[What is being asked]: Wherever a line holds the word "gets", copy that line from the data.

[Data shown]:
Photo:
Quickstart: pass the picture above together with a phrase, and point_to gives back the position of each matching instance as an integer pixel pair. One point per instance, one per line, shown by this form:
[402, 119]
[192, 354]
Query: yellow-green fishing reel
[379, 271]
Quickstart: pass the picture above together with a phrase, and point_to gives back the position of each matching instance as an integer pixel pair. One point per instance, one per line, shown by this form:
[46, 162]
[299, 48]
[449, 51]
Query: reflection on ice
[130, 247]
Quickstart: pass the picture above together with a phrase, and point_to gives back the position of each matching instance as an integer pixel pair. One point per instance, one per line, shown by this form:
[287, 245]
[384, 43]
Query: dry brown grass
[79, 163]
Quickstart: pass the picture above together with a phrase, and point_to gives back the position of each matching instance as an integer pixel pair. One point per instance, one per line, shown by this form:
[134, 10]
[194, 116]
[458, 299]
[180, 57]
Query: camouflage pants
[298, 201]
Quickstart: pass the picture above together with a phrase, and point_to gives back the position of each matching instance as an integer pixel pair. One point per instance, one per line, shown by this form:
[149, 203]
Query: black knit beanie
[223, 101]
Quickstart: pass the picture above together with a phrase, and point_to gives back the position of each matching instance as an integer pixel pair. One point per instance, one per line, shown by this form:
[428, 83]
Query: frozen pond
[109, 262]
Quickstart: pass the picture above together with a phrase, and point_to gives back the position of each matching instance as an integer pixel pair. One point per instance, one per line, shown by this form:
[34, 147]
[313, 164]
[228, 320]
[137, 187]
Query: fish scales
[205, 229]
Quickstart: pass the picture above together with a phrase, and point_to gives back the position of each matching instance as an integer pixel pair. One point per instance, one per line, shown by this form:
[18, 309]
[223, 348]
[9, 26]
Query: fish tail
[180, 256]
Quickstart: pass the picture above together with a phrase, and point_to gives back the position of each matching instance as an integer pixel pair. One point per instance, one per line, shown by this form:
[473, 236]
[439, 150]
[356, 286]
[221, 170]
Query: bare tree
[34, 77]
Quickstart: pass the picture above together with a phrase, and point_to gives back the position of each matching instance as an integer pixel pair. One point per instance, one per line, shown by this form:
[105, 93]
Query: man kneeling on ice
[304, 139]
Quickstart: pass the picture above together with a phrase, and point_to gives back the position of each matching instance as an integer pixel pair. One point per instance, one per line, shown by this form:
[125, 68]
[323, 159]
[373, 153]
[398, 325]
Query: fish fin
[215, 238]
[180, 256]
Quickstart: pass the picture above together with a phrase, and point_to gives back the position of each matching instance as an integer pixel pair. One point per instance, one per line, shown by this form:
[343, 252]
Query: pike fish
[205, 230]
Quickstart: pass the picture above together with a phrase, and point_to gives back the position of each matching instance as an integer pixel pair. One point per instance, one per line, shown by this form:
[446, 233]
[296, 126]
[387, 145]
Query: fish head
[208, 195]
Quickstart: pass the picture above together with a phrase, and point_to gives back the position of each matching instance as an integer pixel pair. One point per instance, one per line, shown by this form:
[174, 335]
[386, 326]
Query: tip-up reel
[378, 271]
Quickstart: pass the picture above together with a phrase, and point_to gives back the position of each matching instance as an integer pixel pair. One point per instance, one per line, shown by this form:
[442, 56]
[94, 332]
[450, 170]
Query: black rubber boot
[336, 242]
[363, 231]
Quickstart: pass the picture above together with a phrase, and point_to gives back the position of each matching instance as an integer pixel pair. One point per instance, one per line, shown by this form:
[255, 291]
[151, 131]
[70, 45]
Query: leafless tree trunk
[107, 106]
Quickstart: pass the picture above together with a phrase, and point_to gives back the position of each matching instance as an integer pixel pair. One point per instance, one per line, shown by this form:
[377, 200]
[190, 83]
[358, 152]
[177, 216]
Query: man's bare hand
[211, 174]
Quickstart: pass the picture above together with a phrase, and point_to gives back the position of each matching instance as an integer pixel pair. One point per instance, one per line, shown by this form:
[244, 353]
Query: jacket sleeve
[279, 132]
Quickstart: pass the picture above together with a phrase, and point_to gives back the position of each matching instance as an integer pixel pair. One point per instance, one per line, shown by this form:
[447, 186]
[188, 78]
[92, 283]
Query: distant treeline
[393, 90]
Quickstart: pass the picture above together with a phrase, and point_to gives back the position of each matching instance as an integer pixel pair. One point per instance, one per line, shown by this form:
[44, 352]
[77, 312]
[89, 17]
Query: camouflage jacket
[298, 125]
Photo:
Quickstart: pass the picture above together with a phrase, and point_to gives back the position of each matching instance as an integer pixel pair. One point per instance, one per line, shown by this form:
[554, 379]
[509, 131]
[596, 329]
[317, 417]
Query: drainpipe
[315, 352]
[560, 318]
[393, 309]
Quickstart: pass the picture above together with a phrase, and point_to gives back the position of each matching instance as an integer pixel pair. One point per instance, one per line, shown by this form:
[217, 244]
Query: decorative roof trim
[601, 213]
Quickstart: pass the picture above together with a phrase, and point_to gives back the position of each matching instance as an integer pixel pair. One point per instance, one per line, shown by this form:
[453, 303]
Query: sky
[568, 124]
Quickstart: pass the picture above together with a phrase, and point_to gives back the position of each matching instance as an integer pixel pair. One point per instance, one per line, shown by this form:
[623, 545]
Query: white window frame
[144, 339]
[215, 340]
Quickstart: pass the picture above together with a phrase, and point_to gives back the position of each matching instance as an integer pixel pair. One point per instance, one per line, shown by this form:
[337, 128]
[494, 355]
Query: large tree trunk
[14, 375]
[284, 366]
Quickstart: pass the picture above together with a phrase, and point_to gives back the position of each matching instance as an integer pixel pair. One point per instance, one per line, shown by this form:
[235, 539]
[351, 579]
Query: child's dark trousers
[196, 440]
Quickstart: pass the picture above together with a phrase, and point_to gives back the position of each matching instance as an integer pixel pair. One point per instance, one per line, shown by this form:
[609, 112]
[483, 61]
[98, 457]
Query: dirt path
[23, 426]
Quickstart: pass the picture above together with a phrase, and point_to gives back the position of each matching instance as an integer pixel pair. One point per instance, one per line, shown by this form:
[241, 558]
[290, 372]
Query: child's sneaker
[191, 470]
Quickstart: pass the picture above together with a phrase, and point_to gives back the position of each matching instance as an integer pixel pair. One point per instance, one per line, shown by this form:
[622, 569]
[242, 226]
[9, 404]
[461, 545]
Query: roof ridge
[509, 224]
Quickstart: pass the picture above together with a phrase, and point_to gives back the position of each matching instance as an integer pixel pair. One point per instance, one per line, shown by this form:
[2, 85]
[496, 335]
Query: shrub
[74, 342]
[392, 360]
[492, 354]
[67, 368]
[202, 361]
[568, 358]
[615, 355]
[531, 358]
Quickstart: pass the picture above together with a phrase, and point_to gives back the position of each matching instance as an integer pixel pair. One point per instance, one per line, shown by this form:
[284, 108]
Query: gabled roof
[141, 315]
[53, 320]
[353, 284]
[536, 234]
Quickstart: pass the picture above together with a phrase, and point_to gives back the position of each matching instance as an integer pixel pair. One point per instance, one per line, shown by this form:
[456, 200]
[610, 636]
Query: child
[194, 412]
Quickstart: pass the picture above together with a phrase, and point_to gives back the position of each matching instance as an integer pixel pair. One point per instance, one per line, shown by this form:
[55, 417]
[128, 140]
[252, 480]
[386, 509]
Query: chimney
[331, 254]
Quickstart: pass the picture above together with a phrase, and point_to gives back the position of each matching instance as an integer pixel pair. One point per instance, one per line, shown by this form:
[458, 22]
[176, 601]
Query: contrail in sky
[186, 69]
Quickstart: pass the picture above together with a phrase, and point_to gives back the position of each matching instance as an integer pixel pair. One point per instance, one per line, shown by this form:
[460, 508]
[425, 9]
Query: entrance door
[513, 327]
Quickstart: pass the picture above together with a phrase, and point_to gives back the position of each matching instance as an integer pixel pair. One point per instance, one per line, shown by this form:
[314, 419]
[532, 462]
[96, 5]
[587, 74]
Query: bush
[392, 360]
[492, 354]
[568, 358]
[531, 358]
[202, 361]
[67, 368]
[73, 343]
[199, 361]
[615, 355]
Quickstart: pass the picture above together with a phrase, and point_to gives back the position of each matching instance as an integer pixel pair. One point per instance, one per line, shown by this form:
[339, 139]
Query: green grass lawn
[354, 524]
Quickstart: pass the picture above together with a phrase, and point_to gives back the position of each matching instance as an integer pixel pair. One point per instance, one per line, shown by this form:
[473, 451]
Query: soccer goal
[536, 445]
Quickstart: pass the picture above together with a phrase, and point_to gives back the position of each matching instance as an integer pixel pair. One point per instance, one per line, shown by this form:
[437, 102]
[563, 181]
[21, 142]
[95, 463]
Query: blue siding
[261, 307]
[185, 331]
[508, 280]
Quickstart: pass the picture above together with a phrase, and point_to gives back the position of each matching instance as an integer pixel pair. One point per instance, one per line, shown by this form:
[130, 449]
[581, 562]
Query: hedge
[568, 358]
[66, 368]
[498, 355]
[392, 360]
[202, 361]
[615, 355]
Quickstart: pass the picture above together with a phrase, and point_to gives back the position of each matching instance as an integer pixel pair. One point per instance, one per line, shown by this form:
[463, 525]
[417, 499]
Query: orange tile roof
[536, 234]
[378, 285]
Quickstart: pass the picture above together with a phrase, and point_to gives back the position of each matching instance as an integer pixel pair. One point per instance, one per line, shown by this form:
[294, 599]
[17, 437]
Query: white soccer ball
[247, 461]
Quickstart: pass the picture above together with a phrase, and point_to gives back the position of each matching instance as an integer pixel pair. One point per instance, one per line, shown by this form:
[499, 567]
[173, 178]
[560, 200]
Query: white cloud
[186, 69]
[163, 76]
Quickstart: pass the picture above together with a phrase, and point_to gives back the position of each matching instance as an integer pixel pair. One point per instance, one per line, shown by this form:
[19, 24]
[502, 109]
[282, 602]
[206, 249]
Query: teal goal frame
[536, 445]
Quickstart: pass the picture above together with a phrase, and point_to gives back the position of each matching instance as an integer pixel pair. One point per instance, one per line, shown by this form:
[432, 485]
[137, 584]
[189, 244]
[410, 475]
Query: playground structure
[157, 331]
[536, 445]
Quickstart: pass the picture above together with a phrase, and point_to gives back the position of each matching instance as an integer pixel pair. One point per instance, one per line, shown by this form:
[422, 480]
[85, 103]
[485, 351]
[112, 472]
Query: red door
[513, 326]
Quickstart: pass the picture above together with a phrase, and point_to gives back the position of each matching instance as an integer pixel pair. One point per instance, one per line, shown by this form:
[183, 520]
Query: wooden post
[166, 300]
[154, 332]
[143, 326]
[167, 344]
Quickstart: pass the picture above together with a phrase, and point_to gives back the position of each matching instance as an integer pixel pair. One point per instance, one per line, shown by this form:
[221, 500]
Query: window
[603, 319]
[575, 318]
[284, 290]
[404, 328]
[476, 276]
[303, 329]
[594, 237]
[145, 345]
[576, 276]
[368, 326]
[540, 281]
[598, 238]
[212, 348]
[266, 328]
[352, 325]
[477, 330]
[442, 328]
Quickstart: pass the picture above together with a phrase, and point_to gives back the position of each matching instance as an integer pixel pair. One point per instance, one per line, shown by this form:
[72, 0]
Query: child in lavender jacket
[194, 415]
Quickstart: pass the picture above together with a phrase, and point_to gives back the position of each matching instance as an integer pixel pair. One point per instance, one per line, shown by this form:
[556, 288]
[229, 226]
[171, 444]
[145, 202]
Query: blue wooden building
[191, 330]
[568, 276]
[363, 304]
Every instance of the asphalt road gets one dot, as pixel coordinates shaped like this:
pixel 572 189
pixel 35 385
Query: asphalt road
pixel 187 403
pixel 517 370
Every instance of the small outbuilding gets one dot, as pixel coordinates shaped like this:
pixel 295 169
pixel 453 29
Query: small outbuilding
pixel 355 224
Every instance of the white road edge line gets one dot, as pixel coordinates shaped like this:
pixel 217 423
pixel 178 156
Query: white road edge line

[Written answer]:
Every instance of the asphalt road gets one dot, as pixel coordinates shaped like this:
Every instance of the small outbuilding gets one dot, as pixel coordinates shaped like this:
Every instance of the white road edge line gets one dot, as pixel coordinates shaped like this:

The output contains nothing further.